Do this:
Swap every "Respond with" in the records below for "Reply with" and write the records out again, leaving everything else unchanged.

Record set:
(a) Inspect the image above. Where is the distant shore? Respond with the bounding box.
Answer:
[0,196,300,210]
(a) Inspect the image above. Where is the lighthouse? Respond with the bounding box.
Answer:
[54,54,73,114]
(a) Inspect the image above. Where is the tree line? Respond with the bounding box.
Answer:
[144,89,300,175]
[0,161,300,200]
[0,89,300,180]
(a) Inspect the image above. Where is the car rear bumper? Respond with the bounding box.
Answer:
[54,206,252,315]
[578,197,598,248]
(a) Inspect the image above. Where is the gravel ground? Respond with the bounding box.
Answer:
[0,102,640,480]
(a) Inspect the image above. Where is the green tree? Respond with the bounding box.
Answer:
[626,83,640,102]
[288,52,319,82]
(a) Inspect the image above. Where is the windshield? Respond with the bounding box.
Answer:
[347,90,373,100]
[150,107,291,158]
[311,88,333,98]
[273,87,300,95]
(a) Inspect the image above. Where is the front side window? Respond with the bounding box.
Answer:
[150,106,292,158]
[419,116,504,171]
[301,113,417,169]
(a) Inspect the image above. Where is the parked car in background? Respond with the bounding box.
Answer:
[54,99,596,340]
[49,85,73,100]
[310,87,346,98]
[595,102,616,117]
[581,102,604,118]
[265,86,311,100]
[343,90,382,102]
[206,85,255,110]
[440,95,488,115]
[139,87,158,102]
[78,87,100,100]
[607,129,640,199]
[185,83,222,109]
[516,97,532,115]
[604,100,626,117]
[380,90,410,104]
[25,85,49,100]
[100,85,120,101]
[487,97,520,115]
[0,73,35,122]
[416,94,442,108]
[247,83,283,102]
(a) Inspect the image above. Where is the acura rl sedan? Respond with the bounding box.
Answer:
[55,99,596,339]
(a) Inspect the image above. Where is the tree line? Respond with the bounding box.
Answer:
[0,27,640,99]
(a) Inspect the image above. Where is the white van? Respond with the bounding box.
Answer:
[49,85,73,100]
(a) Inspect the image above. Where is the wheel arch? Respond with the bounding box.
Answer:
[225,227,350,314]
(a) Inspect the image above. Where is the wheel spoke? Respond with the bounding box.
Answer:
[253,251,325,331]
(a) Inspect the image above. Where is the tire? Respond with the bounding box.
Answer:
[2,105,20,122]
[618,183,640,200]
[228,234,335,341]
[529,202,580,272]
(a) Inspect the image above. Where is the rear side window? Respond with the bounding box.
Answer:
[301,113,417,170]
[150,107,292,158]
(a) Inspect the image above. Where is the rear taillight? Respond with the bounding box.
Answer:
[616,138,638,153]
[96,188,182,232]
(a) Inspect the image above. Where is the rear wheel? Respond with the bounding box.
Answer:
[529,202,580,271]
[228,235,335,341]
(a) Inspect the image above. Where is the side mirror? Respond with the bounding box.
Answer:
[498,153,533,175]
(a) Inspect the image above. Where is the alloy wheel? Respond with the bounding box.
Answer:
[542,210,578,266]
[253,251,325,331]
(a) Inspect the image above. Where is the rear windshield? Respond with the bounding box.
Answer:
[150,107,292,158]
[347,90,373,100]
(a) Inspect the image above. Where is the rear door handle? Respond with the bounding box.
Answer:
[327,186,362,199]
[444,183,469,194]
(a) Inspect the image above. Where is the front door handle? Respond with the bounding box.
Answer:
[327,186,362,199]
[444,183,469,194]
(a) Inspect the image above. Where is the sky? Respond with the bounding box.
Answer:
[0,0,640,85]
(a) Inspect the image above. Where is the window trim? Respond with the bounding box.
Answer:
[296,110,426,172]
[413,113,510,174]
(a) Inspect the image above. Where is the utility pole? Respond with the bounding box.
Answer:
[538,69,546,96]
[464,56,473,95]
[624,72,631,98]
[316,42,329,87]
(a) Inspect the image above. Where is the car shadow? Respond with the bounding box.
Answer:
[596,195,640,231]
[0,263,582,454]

The reply:
(a) Inspect the image above. Where is the distant shore? Reply with the bounding box.
Answer:
[0,196,300,210]
(a) Inspect the image above. Where is the lighthouse? Reply with the bounding box.
Answer:
[54,54,73,114]
(a) Inspect the image above. Where is the tree line? Reply with the bounding box.
Answer:
[144,89,300,175]
[0,161,300,200]
[0,89,300,180]
(a) Inspect the image above. Where is the car rear bumper? Reply with the bounding box.
Answer:
[54,206,252,315]
[578,197,598,248]
(a) Inspect the image above. Where is the gravel ground? Reply with the bounding box.
Answer:
[0,102,640,480]
(a) Inspect the image above. Where is the green tree? Reply with the bounding box.
Answer:
[626,83,640,102]
[288,52,319,82]
(a) Inspect the image above. Where is the windshield? Reply with the bounding box.
Answer:
[347,90,373,100]
[150,107,291,158]
[311,88,333,98]
[273,87,300,95]
(a) Inspect the image above. Where is the front side window? Reply with the bounding box.
Answer:
[150,106,292,158]
[419,116,504,171]
[301,113,417,169]
(a) Inspect the image above. Where is the parked car in background? Reply with the bounding box.
Answer:
[54,99,596,340]
[49,85,73,100]
[310,87,346,98]
[595,102,616,117]
[581,102,604,118]
[265,86,311,100]
[343,90,382,102]
[206,85,255,110]
[440,95,488,115]
[139,87,158,102]
[78,87,100,100]
[607,129,640,199]
[185,83,222,109]
[516,97,532,115]
[604,100,626,117]
[380,90,410,104]
[25,85,49,100]
[100,85,120,101]
[487,97,520,115]
[0,73,35,122]
[416,94,442,108]
[247,83,283,102]
(a) Inspect the image above. Where is the acura rl sedan? Reply with the bounding box.
Answer:
[55,99,596,339]
(a) Inspect the image above. Where is the tree line? Reply with the bounding box.
Answer:
[0,27,640,99]
(a) Inspect the image above. Where is the white van? Reply with the bounding box.
Answer:
[49,85,73,100]
(a) Inspect the image above. Where is the wheel arch? Reply with the bounding box.
Answer:
[225,227,350,314]
(a) Inspect the image above. Where is the wheel spoke? Reply with the bounding box.
Answer:
[253,251,325,331]
(a) Inspect the image above. Where is the tire? Reply with the bounding box.
Answer:
[2,105,20,122]
[618,183,640,200]
[228,234,335,341]
[529,202,580,272]
(a) Inspect the image above. Where is the rear side window? Reply with the bounding box.
Answer:
[301,113,417,170]
[150,107,292,158]
(a) Inspect the image above. Where is the rear taillight? Reply with the bounding box.
Answer:
[616,138,638,153]
[96,188,182,232]
(a) Inspect the image above. Where is the rear wheel? Reply with the bounding box.
Answer:
[529,202,580,271]
[228,235,335,341]
(a) Inspect the image above. Where is the side mirror? Reply with the bounding box.
Answer:
[498,153,533,175]
(a) Inspect the image above. Where is the alloy wheel? Reply with the bounding box.
Answer:
[542,210,578,266]
[253,251,325,331]
(a) Inspect the image above. Where is the rear windshield? Reply with the bounding box.
Answer:
[150,107,292,158]
[347,90,373,100]
(a) Inspect the image above. Where is the rear door handle? Reply with the bounding box.
Answer:
[327,186,362,199]
[444,183,469,194]
(a) Inspect the image above. Where is the front door handle? Reply with the bounding box.
Answer:
[327,186,362,199]
[444,183,469,194]
(a) Inspect the image above. Where is the sky? Reply with the bounding box.
Answer:
[0,0,640,85]
(a) Inspect the image above. Where is the window trim? Reply with the bounding box.
Answer:
[296,110,426,172]
[413,113,510,174]
(a) Inspect the image above. Where is the utility pole? Reply with the bounding box.
Answer:
[538,69,546,96]
[464,56,473,95]
[624,72,631,98]
[316,42,329,87]
(a) Inspect the image above. Where is the car shadow? Reply with the bounding box.
Answer:
[596,195,640,231]
[0,263,582,454]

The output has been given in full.